## [Aim 1]
In the MindSpore parallel context documentation, what error is raised when an input key is not an attribute in the auto parallel context?
## [Aim 2]
Extend the MindSpore parallel context documentation, picking up right after its final line.

## [Passage to read]
########

ValueError – If input key is not attribute in auto parallel context.

Examples

>>> import mindspore as ms
>>> ms.set_auto_parallel_context(device_num=8)
>>> ms.set_auto_parallel_context(global_rank=0)
>>> ms.set_auto_parallel_context(gradients_mean=True)
>>> ms.set_auto_parallel_context(gradient_fp32_sync=False)
>>> ms.set_auto_parallel_context(parallel_mode="auto_parallel")
>>> ms.set_auto_parallel_context(search_mode="recursive_programming")
>>> ms.set_auto_parallel_context(auto_parallel_search_mode="recursive_programming")
>>> ms.set_auto_parallel_context(parameter_broadcast=False)
>>> ms.set_auto_parallel_context(strategy_ckpt_load_file="./strategy_stage1.ckpt")
>>> ms.set_auto_parallel_context(strategy_ckpt_save_file="./strategy_stage1.ckpt")
>>> ms.set_auto_parallel_context(dataset_strategy=((1, 8), (1, 8)))
>>> ms.set_auto_parallel_context(enable_parallel_optimizer=False)
>>> ms.set_auto_parallel_context(enable_alltoall=False)

########

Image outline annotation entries
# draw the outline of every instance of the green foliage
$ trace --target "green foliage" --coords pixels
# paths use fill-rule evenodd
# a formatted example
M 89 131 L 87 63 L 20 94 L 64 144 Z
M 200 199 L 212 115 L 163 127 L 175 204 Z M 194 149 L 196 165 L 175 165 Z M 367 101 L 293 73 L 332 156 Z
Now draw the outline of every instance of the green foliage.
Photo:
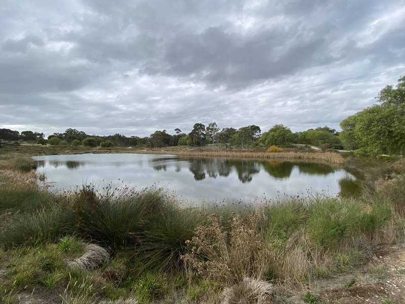
M 257 126 L 253 125 L 242 127 L 231 137 L 229 142 L 233 145 L 240 146 L 243 148 L 253 143 L 260 133 L 260 128 Z
M 405 150 L 405 77 L 396 89 L 388 86 L 379 94 L 380 104 L 367 108 L 341 123 L 341 137 L 358 155 L 403 154 Z
M 161 296 L 164 286 L 156 276 L 144 276 L 135 286 L 135 290 L 139 299 L 145 303 Z
M 330 130 L 328 131 L 328 129 Z M 342 144 L 339 136 L 331 132 L 334 131 L 327 127 L 317 128 L 307 131 L 298 132 L 297 141 L 299 143 L 310 144 L 322 147 L 328 144 L 330 147 L 334 149 L 341 148 Z
M 187 145 L 187 142 L 189 140 L 189 137 L 188 135 L 184 135 L 179 138 L 179 141 L 178 144 L 179 145 Z
M 58 247 L 62 252 L 75 254 L 82 251 L 83 243 L 74 236 L 66 236 L 60 239 Z
M 12 141 L 20 139 L 20 132 L 10 129 L 0 129 L 0 139 Z
M 276 241 L 288 240 L 305 225 L 308 217 L 306 209 L 295 201 L 267 207 L 265 211 L 268 221 L 266 237 Z
M 173 205 L 160 209 L 141 237 L 138 259 L 143 266 L 140 268 L 178 271 L 183 266 L 180 257 L 187 250 L 186 241 L 191 239 L 204 218 L 198 213 Z
M 14 160 L 13 168 L 14 170 L 28 172 L 36 169 L 36 163 L 30 158 L 20 157 Z
M 73 139 L 72 140 L 72 145 L 74 147 L 79 146 L 82 144 L 82 142 L 78 139 Z
M 96 147 L 98 145 L 99 143 L 94 137 L 88 137 L 83 140 L 82 144 L 89 147 Z
M 50 290 L 64 278 L 63 274 L 54 272 L 46 274 L 40 280 L 41 283 L 47 290 Z
M 84 186 L 75 199 L 78 229 L 85 235 L 112 248 L 134 244 L 146 223 L 166 204 L 158 190 L 123 190 L 98 195 Z
M 289 128 L 276 125 L 264 133 L 259 138 L 259 143 L 265 146 L 279 145 L 291 143 L 294 136 Z
M 311 205 L 310 237 L 325 248 L 339 244 L 358 226 L 361 209 L 350 200 L 318 198 Z
M 304 293 L 302 299 L 305 303 L 308 303 L 308 304 L 316 304 L 318 302 L 318 297 L 310 291 L 307 291 Z
M 60 142 L 60 139 L 58 137 L 51 137 L 48 140 L 48 143 L 51 145 L 58 145 Z
M 100 144 L 100 146 L 103 148 L 110 147 L 114 146 L 114 144 L 112 141 L 110 141 L 108 139 L 105 141 L 102 142 Z
M 0 246 L 37 245 L 57 240 L 74 226 L 72 211 L 61 207 L 20 214 L 8 221 L 0 235 Z
M 0 187 L 0 214 L 6 210 L 25 212 L 50 206 L 55 197 L 48 191 L 25 186 Z
M 39 137 L 36 141 L 36 143 L 42 145 L 45 145 L 48 143 L 48 140 L 42 137 Z
M 218 132 L 219 132 L 219 128 L 218 125 L 217 125 L 217 123 L 210 123 L 208 124 L 206 133 L 207 141 L 208 143 L 213 143 L 214 142 L 214 140 Z
M 200 123 L 194 124 L 188 137 L 191 141 L 191 145 L 202 146 L 206 142 L 206 126 Z
M 237 130 L 233 128 L 224 128 L 221 132 L 217 133 L 215 139 L 219 143 L 228 143 L 236 132 Z
M 150 134 L 149 143 L 152 147 L 165 147 L 169 145 L 171 136 L 166 133 L 166 130 L 156 131 Z
M 96 141 L 97 142 L 97 145 L 100 145 L 101 143 L 104 141 L 104 139 L 100 136 L 96 136 L 94 139 L 96 140 Z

########

## [Response 1]
ValueError

## [Response 2]
>>> ms.set_auto_parallel_context(all_reduce_fusion_config=[8, 160])
>>> ms.set_auto_parallel_context(pipeline_stages=2)
>>> ms.set_auto_parallel_context(pipeline_stages=2, pipeline_result_broadcast=True)
>>> parallel_config = {"gradient_accumulation_shard": True, "parallel_optimizer_threshold": 24,
...                    "optimizer_weight_shard_size": 2, "optimizer_level": "level3"}
>>> ms.set_auto_parallel_context(parallel_optimizer_config=parallel_config, enable_parallel_optimizer=True)
>>> config = {"allreduce": {"mode": "size", "config": 32}, "allgather": {"mode": "size", "config": 32}}
>>> ms.set_auto_parallel_context(comm_fusion=config)
>>> stra_ckpt_dict = {"load_file": "./stra0.ckpt", "save_file": "./stra1.ckpt", "only_trainable_params": False}
>>> ms.set_auto_parallel_context(strategy_ckpt_config=stra_ckpt_dict)